Location labeling records:
--- --- ---
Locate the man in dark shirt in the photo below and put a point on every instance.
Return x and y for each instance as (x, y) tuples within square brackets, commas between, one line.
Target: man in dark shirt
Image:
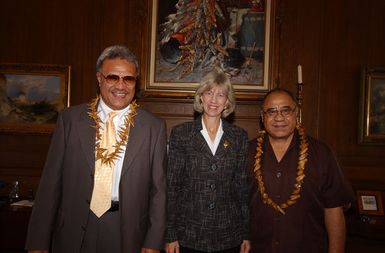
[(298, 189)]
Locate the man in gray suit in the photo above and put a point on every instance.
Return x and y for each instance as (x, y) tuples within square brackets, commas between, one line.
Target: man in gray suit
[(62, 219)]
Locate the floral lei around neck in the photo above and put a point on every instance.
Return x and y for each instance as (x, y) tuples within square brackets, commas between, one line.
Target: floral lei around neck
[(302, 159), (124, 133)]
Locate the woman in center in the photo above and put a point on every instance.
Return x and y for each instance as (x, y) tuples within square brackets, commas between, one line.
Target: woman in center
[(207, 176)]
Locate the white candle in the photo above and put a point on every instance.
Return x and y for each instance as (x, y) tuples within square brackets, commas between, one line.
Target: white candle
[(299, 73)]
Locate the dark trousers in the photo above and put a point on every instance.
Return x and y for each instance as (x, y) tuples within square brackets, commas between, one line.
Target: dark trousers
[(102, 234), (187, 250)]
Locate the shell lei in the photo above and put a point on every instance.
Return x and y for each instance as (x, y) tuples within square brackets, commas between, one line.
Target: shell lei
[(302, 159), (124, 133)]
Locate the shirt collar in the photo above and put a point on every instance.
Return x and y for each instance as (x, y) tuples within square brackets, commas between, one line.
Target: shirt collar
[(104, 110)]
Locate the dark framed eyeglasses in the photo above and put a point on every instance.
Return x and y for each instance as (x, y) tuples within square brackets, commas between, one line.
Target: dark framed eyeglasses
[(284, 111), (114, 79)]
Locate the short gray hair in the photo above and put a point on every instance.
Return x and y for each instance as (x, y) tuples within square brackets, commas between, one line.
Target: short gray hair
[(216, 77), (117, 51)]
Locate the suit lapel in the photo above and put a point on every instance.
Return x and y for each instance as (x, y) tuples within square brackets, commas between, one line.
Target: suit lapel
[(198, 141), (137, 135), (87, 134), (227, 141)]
--- --- ---
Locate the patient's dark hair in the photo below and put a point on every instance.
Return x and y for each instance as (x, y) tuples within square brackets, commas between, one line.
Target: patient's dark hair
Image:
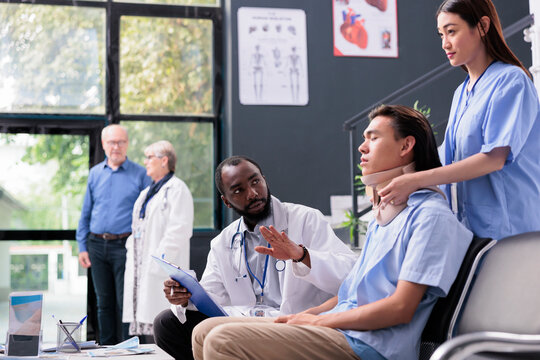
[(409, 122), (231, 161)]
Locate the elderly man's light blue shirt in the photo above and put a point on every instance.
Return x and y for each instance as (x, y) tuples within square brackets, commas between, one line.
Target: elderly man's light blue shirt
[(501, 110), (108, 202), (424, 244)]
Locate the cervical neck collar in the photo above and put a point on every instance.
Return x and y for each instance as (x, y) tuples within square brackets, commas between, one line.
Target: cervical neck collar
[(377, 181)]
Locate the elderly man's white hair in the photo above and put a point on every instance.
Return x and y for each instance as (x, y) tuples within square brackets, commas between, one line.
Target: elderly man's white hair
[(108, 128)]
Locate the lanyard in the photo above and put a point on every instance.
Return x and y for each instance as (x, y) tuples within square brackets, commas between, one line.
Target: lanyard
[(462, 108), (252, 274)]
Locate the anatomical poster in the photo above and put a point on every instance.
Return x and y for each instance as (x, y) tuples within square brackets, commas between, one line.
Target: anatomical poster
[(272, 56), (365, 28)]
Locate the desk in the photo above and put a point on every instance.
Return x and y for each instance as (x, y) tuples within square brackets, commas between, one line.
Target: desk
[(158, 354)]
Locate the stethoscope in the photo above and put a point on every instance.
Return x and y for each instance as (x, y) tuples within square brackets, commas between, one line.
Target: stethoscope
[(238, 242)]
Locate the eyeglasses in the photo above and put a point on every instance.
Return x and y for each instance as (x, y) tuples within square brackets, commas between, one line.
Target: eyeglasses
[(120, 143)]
--- --- ---
__Direction__.
Reproduce the material between the line holding "Locate the man in dark" and the line holding "[(216, 77), (117, 51)]", inclusive, without the pictures.

__Response__.
Locate the man in dark shirt in the photo below and put a point on every instance.
Return x and y for each instance as (x, y) tuples within square brackets, commas between, one line.
Target: man in dark shirt
Image:
[(298, 189)]
Locate the man in gray suit in the photo above and put a point on every instance.
Return x and y for each instance as (x, y) tuples within square brackets, commas between, one line.
Target: man in gray suit
[(62, 219)]
Locate the floral lei around neck in the photo above and put a point on every instance.
Return x and y for each instance as (x, y) tuples within square brackets, commas between, one line.
Target: floral lei around neck
[(302, 159), (124, 133)]
Locate the woman in center in the photo above and put a point on every instance.
Return x and y for each instance as (x, y) tuples within square brackets, commas between, one line.
Target: woman in center
[(207, 176)]
Locate the white candle in the photo above and put a point on every instance.
Return x and y for each instance as (x, y) tuples within square brackets, commas between, one line.
Target: white candle
[(299, 73)]
Locate the dark trousers in the photo above and put a point on every instance.
Return x and y for each instance as (x, y) tuples within square brackets, commas between, one line.
Target: dark trousers
[(102, 234), (187, 250)]
Locate the shell lei in the photo above and put a point on every instance.
Return x and y for each instance as (x, y) tuples within square brackets, commas between, one line.
Target: shell lei
[(302, 159), (124, 133)]
Locate the shirt collar in the photo above and put a point on every instance.
Return x and y for each instance as (x, y) tuples within square brackets, commas between, one line.
Target: shirt collar
[(104, 110)]
Locate the dark framed eyeglasses in the photo above and put a point on every instance.
Return x and y for each instance as (x, y) tuples within square brackets, commas between, one line.
Target: dark framed eyeglasses
[(284, 111), (114, 79)]
Locate the short gray hair in the photo above and put a point on every instance.
Return x and y for each instance as (x, y) tuples within square brackets, commas between, one line.
Target: short gray hair
[(216, 77), (117, 51)]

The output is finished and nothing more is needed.